### Texto proporcionado
==================================================

Suena en las propaladoras que podrían ser de 1984, de Un mundo feliz, o de la película Brazil, la consigna de: “Sed resilientes”. Diego Fusaro, filósofo italiano, dedica un libro entero a este concepto. Odio la resiliencia, de 2022. El recorrido que hace tiene por objeto dejar en evidencia cómo se utilizó un concepto, que en psicología tiene una connotación positiva, la posibilidad de encontrar una salida a situaciones traumáticas, a través de la aceptación y la adaptación al nuevo contexto, con el objetivo de provocar un nuevo equilibrio mental, para naturalizar las desigualdades y la injusticia. Plantea esta categoría como negativa, cuyo objetivo es plenamente ideológico, busca instaurar una categoría de lo social, de lo político, de lo económico. En este contexto la felicidad está dada por la capacidad de adaptación y la aceptación de la realidad como única solución a los problemas. 

Si pensamos en la política argentina, todos quienes participamos para que la derecha no instale un tipo como Milei en el poder, sentimos una profunda impotencia cuando empezamos a ver que existía la posibilidad concreta de que se siente en el sillón de Rivadavia. El segundo sentimiento, un poco atravesado por el bombardeo mediático también, fue el de la autocrítica, ya que la sensación de fracaso colectivo, pero también individual, hizo presa de nosotros. Como si fuéramos culpables de 40 años de neoliberalismo. Muchos/as intelectuales, políticos/as hicieron diagnósticos, lecturas de la coyuntura, en las que vimos nuestras equivocaciones como si fueran miserias, donde vimos la desigualdad de recursos como si fueran claudicaciones, en la que encontramos muchos errores y pocos aciertos, sin entender la coyuntura, y analizando a gran parte del electorado como si fueran realmente a tomar una decisión sobre algo trascendente en sus vidas: ¿Esto es realmente así?¿Llegaron a desarrollar un espíritu crítico?

==================================================

[Ejemplos de etiquetado de máscaras]
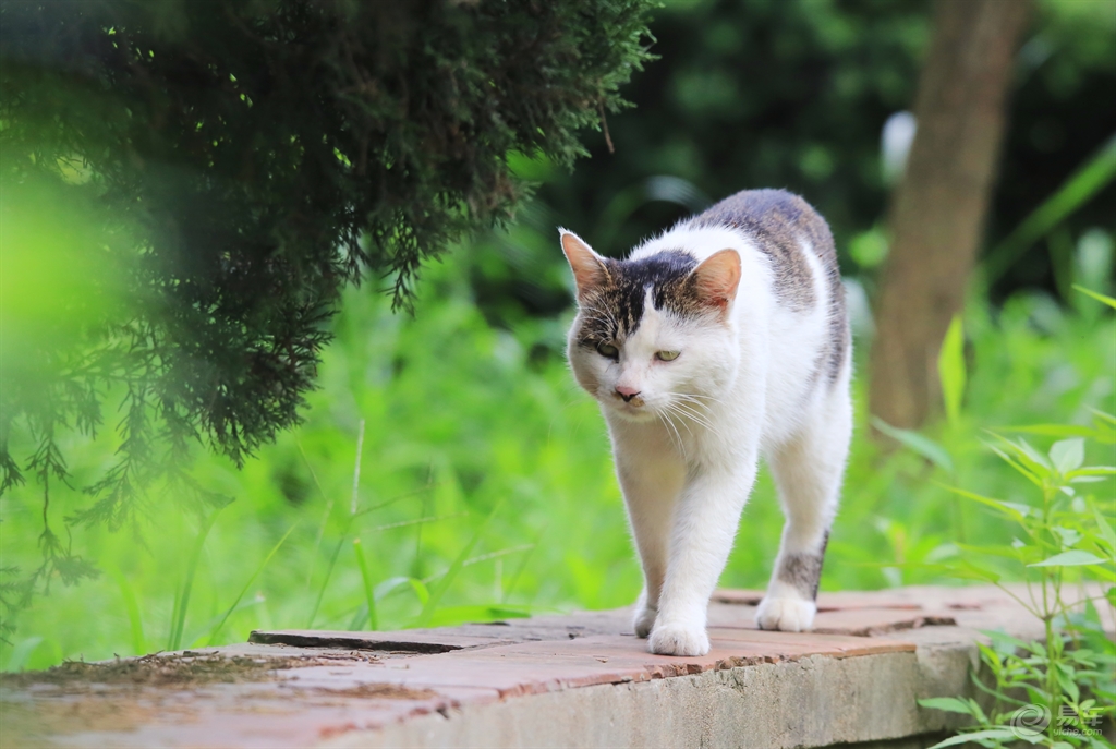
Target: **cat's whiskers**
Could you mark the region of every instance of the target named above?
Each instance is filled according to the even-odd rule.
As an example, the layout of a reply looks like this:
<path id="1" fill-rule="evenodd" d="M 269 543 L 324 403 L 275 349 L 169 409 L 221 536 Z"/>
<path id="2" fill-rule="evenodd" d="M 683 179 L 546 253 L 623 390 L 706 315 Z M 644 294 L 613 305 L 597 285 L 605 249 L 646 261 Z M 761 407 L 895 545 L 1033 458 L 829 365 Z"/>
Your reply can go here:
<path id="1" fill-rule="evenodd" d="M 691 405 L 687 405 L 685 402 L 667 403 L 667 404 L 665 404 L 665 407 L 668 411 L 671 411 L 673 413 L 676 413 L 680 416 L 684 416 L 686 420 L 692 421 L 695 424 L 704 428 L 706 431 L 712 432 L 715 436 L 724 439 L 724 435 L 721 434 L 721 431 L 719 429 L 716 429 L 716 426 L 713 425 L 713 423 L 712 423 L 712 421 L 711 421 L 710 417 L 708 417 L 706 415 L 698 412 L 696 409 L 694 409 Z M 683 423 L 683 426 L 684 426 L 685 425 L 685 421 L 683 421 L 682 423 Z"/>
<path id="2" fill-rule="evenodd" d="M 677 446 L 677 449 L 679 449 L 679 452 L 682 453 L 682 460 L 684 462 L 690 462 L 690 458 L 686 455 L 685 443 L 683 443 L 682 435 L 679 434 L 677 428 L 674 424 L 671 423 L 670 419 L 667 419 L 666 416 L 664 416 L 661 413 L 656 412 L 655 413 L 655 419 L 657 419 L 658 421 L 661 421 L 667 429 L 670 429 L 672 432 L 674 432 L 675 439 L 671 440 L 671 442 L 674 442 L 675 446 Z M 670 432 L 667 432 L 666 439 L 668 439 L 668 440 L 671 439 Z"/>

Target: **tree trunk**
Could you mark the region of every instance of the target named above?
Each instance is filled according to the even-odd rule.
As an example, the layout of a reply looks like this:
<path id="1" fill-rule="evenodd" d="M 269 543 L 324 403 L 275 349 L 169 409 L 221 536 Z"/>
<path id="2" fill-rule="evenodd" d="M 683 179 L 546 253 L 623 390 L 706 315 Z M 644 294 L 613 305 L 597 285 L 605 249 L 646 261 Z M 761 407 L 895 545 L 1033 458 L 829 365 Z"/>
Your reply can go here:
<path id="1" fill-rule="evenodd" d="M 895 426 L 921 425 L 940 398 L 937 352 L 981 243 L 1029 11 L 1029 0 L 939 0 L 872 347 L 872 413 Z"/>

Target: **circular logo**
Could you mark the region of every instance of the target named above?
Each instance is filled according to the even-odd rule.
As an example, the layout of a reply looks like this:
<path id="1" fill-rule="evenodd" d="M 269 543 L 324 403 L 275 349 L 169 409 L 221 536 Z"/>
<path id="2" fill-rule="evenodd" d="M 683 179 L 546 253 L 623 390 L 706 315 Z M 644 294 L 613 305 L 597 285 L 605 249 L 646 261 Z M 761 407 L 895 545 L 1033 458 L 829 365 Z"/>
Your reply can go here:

==================================================

### Objetivo 1
Convierte en una lista JSON de cadenas, una por línea y sin las líneas en blanco, todo lo que va en las entradas desde la línea que contiene "Target: **tree trunk**" hasta el final de las entradas.
### Objetivo 2
Prosigue el texto sobre la resiliencia y la política argentina a partir de su última oración.

### Resultado 1
[
  "Target: **tree trunk**",
  "Could you mark the region of every instance of the target named above?",
  "Each instance is filled according to the even-odd rule.",
  "As an example, the layout of a reply looks like this:",
  "<path id=\"1\" fill-rule=\"evenodd\" d=\"M 269 543 L 324 403 L 275 349 L 169 409 L 221 536 Z\"/>",
  "<path id=\"2\" fill-rule=\"evenodd\" d=\"M 683 179 L 546 253 L 623 390 L 706 315 Z M 644 294 L 613 305 L 597 285 L 605 249 L 646 261 Z M 761 407 L 895 545 L 1033 458 L 829 365 Z\"/>",
  "Your reply can go here:",
  "<path id=\"1\" fill-rule=\"evenodd\" d=\"M 895 426 L 921 425 L 940 398 L 937 352 L 981 243 L 1029 11 L 1029 0 L 939 0 L 872 347 L 872 413 Z\"/>",
  "Target: **circular logo**",
  "Could you mark the region of every instance of the target named above?",
  "Each instance is filled according to the even-odd rule.",
  "As an example, the layout of a reply looks like this:",
  "<path id=\"1\" fill-rule=\"evenodd\" d=\"M 269 543 L 324 403 L 275 349 L 169 409 L 221 536 Z\"/>",
  "<path id=\"2\" fill-rule=\"evenodd\" d=\"M 683 179 L 546 253 L 623 390 L 706 315 Z M 644 294 L 613 305 L 597 285 L 605 249 L 646 261 Z M 761 407 L 895 545 L 1033 458 L 829 365 Z\"/>",
  "Your reply can go here:"
]

### Resultado 2
La resiliencia sería aceptar lo existente, no por bueno, sino por inmutable, lo que provocaría una adaptación del sujeto al objeto. A su vez opera sobre la historia profundizando la idea de fatalidad del destino. El hombre resiliente es hijo del desencanto posmoderno y no tiene nada por lo que luchar y creer. La lucha de clases entre los trabajadores y el capital deja de ser percibida. La apropiación desigual de la riqueza es un eje de los debates pero no de las políticas. Combatimos al neoliberalismo en algunos discursos superficiales y lo reproducimos en la representación, en los modos de organización, en la utilización de los recursos, y se disciplina a las bases que intentan no ser tan neoliberales.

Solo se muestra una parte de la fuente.